◆ Problem to work on ◆
Each line below needs to be restated word for word.

┌─ Task input

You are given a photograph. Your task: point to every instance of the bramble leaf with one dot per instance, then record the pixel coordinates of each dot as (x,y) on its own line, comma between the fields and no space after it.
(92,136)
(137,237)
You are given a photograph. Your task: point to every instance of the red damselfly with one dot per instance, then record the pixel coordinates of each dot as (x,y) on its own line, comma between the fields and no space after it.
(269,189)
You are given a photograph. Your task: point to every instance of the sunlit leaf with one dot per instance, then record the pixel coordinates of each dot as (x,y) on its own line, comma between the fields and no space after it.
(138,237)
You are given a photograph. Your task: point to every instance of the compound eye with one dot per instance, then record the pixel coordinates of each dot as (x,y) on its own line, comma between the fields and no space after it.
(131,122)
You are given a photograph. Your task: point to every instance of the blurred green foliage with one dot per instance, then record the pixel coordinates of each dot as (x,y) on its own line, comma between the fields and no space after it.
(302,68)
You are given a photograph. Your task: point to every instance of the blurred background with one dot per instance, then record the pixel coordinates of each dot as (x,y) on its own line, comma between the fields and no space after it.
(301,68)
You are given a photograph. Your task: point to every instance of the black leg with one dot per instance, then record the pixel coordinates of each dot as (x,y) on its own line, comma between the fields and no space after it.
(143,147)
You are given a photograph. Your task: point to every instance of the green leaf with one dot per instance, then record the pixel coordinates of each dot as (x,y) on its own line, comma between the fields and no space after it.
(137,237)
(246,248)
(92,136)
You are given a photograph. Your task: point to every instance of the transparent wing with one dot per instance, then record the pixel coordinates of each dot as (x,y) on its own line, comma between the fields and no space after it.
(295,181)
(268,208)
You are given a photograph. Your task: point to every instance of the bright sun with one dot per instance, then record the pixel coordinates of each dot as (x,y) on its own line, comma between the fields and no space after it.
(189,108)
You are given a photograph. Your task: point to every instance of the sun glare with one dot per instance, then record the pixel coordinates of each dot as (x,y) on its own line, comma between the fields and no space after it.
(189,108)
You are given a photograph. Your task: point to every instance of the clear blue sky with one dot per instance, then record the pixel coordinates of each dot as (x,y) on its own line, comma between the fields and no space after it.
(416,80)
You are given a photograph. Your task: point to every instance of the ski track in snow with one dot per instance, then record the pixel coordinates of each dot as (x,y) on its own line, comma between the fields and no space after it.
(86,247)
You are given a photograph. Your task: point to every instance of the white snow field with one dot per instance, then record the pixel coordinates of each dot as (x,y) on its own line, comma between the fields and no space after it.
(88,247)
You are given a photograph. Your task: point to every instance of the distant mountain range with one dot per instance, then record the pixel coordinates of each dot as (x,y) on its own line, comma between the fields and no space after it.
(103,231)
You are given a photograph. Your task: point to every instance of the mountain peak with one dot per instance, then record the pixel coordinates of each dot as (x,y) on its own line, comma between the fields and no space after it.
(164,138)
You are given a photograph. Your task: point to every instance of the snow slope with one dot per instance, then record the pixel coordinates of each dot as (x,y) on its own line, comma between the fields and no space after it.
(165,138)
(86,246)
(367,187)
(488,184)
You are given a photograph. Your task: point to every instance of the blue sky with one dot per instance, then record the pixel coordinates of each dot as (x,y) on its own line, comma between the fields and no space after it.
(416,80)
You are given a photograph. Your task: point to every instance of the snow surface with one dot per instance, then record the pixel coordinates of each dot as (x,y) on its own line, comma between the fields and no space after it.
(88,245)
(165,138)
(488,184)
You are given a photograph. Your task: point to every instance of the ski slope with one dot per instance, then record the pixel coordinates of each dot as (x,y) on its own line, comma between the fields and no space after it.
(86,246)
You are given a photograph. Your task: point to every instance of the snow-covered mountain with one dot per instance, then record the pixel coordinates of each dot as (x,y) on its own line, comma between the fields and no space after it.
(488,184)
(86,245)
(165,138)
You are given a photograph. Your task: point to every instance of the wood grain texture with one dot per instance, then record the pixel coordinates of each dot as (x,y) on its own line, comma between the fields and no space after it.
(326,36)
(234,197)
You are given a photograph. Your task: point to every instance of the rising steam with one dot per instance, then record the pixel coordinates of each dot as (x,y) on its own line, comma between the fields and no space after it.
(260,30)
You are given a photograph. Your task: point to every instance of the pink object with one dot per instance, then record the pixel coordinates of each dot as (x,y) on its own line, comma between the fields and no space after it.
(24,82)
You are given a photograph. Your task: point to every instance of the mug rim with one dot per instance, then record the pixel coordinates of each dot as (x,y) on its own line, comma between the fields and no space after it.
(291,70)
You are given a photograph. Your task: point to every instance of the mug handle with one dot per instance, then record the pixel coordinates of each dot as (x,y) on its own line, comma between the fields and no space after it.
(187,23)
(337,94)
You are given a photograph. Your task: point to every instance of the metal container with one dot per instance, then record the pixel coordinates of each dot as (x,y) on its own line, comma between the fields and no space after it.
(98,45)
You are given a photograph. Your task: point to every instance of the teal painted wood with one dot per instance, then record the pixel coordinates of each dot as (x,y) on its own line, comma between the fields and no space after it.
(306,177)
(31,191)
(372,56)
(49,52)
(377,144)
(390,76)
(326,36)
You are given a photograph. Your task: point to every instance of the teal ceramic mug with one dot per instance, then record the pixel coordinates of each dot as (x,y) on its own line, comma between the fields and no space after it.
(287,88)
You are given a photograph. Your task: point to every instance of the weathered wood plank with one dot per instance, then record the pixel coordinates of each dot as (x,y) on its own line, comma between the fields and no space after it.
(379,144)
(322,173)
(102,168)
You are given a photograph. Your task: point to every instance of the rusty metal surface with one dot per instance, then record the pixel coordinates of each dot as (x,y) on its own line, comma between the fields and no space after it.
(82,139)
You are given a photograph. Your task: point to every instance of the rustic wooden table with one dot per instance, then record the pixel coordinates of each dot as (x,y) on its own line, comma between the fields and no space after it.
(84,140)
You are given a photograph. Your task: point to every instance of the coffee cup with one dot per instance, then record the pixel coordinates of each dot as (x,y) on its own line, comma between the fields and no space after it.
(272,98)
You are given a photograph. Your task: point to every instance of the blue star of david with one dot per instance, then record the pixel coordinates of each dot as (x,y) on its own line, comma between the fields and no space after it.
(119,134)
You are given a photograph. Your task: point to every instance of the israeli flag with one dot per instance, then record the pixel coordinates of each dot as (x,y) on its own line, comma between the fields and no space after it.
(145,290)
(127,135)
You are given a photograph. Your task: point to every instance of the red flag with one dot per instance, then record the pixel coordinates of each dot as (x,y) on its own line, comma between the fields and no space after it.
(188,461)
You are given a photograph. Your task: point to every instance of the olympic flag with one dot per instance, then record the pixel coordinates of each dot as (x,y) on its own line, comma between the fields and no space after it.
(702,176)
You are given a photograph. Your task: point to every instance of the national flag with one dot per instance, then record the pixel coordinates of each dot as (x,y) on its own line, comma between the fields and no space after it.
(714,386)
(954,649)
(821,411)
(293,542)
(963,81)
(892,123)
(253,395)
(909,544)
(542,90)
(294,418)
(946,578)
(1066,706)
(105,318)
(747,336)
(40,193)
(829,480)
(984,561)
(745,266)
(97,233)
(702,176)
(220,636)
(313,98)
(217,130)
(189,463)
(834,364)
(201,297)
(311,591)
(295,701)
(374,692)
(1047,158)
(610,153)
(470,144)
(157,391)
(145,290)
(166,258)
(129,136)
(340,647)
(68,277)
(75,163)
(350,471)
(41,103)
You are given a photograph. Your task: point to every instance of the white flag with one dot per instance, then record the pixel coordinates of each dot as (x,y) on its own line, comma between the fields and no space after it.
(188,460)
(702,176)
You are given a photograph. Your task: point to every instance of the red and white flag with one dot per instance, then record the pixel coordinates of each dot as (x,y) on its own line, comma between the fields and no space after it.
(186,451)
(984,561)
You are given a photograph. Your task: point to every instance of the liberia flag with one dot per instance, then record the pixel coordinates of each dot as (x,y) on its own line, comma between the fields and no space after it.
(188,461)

└─

◆ Exercise answer ◆
You are given a photograph. Your task: point to every instance of the bramble leaf with one dot per instance, then record the pixel coordinates of each dot as (x,y) on its own line, comma between the fields and no space after it.
(92,136)
(137,237)
You are given a photograph. Your task: point to every instance of the red damselfly with one dot per instance, then record the pixel coordinates of each dot as (x,y) on its own line, comma between the fields and no space after it.
(269,189)
You are given a photograph. Your task: point to every instance of the sunlit leaf with one dot per instance, then record the pixel coordinates of each dot as (x,y) on its own line, comma between the fields and no space after it.
(138,237)
You are given a photograph. Your task: point to every instance of the compound eye with one dot per instance, then record the pixel coordinates of each dot as (x,y) on its own line, comma between the fields and no space after it.
(131,122)
You are given a photograph. Your task: point to every instance of the blurred green foliage with one dot per instance, then record the pixel coordinates of each dot as (x,y) on its own line, comma between the fields and no space after it.
(302,68)
You are given a photograph. Your task: point to every instance of the blurred background with one dot per instance, then record the pixel coordinates of each dot as (x,y) on its own line, comma between the fields and no space after it.
(301,68)
You are given a photograph. Your task: point to every instance of the black leg with one dot per instance, then record the pixel coordinates of each dot as (x,y) on its own line, comma between the fields and no space after it.
(143,147)
You are given a photograph. Your task: point to every instance of the green leaf with one dot per instance, then record the pixel coordinates of each dot as (x,y) on its own line, comma between the fields and no space after it.
(137,237)
(246,248)
(92,136)
You are given a photograph. Your task: point to every instance of the transparent wing with one dot per instance, then record the pixel coordinates of each dot as (x,y) on its own line, comma between the fields and no space after it.
(295,181)
(268,208)
You are given a photograph. Your task: point to every instance of the bright sun with one dot per instance, then record the pixel coordinates of each dot as (x,y) on its own line, comma between the fields and no space after it.
(189,108)
You are given a photograph. Your task: point to every instance of the sun glare with one dot per instance, then record the pixel coordinates of each dot as (x,y) on its own line, comma between the fields and no space after it.
(189,108)
You are given a photograph. Your task: point to every instance of the clear blue sky with one dot per instance, then record the pixel coordinates of each dot as (x,y) on its own line, comma between the fields and no space after it.
(416,80)
You are given a photograph. Your task: point to every instance of the ski track in snow with one dot per instance, then record the pixel coordinates of each dot as (x,y) on its own line, comma between the fields and no space after it.
(86,247)
You are given a photograph. Your task: point to every instance of the white snow field with one dot per instance, then record the pixel coordinates of each dot as (x,y) on its own line, comma between the fields and no space after it.
(88,247)
You are given a photograph. Your task: point to every instance of the distant mountain range with one dot per instance, then record the pixel coordinates of each dot as (x,y) on its own line, comma between the fields and no space after it.
(103,231)
You are given a photograph. Your task: point to every instance of the mountain peak with one dot per instance, then record the pixel coordinates of each dot as (x,y) on its own line, comma between the fields and no space after it.
(164,138)
You are given a photograph. Your task: point to every instance of the snow slope with one dot per instance, then record the pixel coordinates of each dot as (x,y) on its own line, comma between the fields and no space after it.
(165,138)
(86,246)
(367,187)
(488,184)
You are given a photograph. Your task: point to every instance of the blue sky with one dot per instance, then record the pixel coordinates of each dot as (x,y) on its own line, comma between the fields and no space after it.
(416,80)
You are given a photograph. Your task: point to every instance of the snow surface with one dot per instance, then record the pixel coordinates of each dot as (x,y) on its own line, comma between the fields and no space after it.
(88,245)
(165,138)
(488,184)
You are given a photograph. Your task: point to every instance of the ski slope with one dot per instance, then record the pixel coordinates of each dot as (x,y) on its own line, comma between the fields and no space after it.
(86,246)
You are given a photograph. Your task: point to every instance of the snow-covered mountain with one dot per instance, then record the pixel coordinates of each dot as (x,y) on its own line, comma between the fields and no space after it.
(488,184)
(86,245)
(165,138)
You are given a photograph. Your task: point to every instance of the wood grain texture with one dot per instance, then record the pixel coordinates of each dot as (x,y) on its own line, comma between the fields and no space after it.
(326,36)
(234,197)
You are given a photograph. Your task: point to every instance of the rising steam with one dot per instance, then record the pixel coordinates of each dot as (x,y) on its own line, comma between the fields and no space after it.
(260,30)
You are given a photograph. Your task: point to every instance of the pink object with one dot per instance, then record the pixel coordinates of each dot as (x,y) on its own line, comma between the fields and no space after it.
(24,82)
You are given a photograph. Your task: point to every instance of the mug rim with one dot per instance, then record the pixel coordinates of each dot as (x,y) on its own line, comma between the fields and no space after it.
(291,70)
You are given a photograph. Your task: point to every instance of the mug handle with one dot per instance, then record the pixel coordinates of each dot as (x,y) on its own line, comma between the fields and no space after it.
(187,23)
(337,94)
You are given a photograph. Your task: point to every instance of the metal container with one dot per instance, then record the pixel coordinates of each dot as (x,y) on its own line, comma between the fields and no space after it.
(98,45)
You are given a photograph. Your task: point to every instance of the teal painted wood with one dot per instance, then record the pixel coordinates of each dot as (x,y) on its own line, comma between the fields and no space after it.
(306,177)
(31,191)
(372,56)
(49,52)
(377,144)
(390,76)
(326,36)
You are given a photograph. Your task: point to every instance of the teal ceramic mug with one dot per instance, then record the pixel coordinates of each dot as (x,y) on its own line, comma between the fields and no space after it.
(287,88)
You are given a photograph. Your task: point to every instance of the weathered wood plank with one dot per instance, then record the pixel coordinates of each dot as (x,y) on its own line, comma between the fields and no space after it.
(379,144)
(322,173)
(102,168)
You are given a photograph. Your task: point to every instance of the rusty metal surface with one dot per instance, then record the pixel coordinates of each dot as (x,y) on its own line, comma between the fields and no space after it.
(82,139)
You are given a photograph. Your task: point to every instance of the rustic wooden table with one dot per instance, then record the pixel coordinates of each dot as (x,y) on its own line, comma between the fields and no space after it.
(84,140)
You are given a photograph. Your task: point to every instance of the coffee cup with one dot per instance, then record the pixel coordinates of each dot as (x,y) on its own line, comma between the fields and no space after it.
(272,98)
You are given a photograph. Your task: point to every instance of the blue star of david with one dot per instance, then record the pixel coordinates of each dot as (x,y) on its own line, comma between the fields and no space after it.
(119,134)
You are given a photograph. Your task: point to every instance of the israeli flag with one dot per instance, then record the pixel coordinates of each dot as (x,y) on its own line, comma between the fields and no space after it.
(145,290)
(127,135)
You are given a photograph. Your task: point to every instance of the red flag with one dot per instance, then record the pixel coordinates of each dot as (x,y) on its own line, comma between the fields and no space after it.
(188,461)
You are given a photograph. Your task: point to every instance of the olympic flag with one dot per instance, then record the pixel coordinates of each dot as (x,y) on its own line, comma between the fields and no space after it.
(702,176)
You are given a photograph. Your task: point to every instance of the national flag with one dot per instance, then record the pixel coordinates of each dot as (x,y) on its own line, comma between the fields and no space after it.
(714,386)
(954,649)
(821,411)
(293,542)
(963,81)
(892,123)
(253,395)
(909,544)
(542,90)
(294,418)
(946,578)
(1066,706)
(105,318)
(747,336)
(40,193)
(829,480)
(984,561)
(745,266)
(97,233)
(702,176)
(220,636)
(313,98)
(217,130)
(189,463)
(834,364)
(201,297)
(311,591)
(295,701)
(374,692)
(1047,158)
(610,153)
(470,144)
(157,391)
(145,290)
(166,258)
(129,136)
(340,647)
(68,277)
(75,163)
(350,471)
(41,103)
You are given a photograph. Your task: point to every instance of the white flag with one dot per instance, then record the pixel coordinates of each dot as (x,y) on its own line, comma between the fields and no space after it.
(188,460)
(702,176)
You are given a photograph. Your task: point to every instance of the red and white flag with one dot per instance, then record the pixel coordinates of each dot as (x,y) on its own line, comma between the fields and no space after it.
(186,451)
(984,561)
You are given a photograph. Your task: point to every instance of the liberia flag with one dot per instance, then record the pixel coordinates of each dot as (x,y) on its own line, comma between the fields and no space after it.
(188,461)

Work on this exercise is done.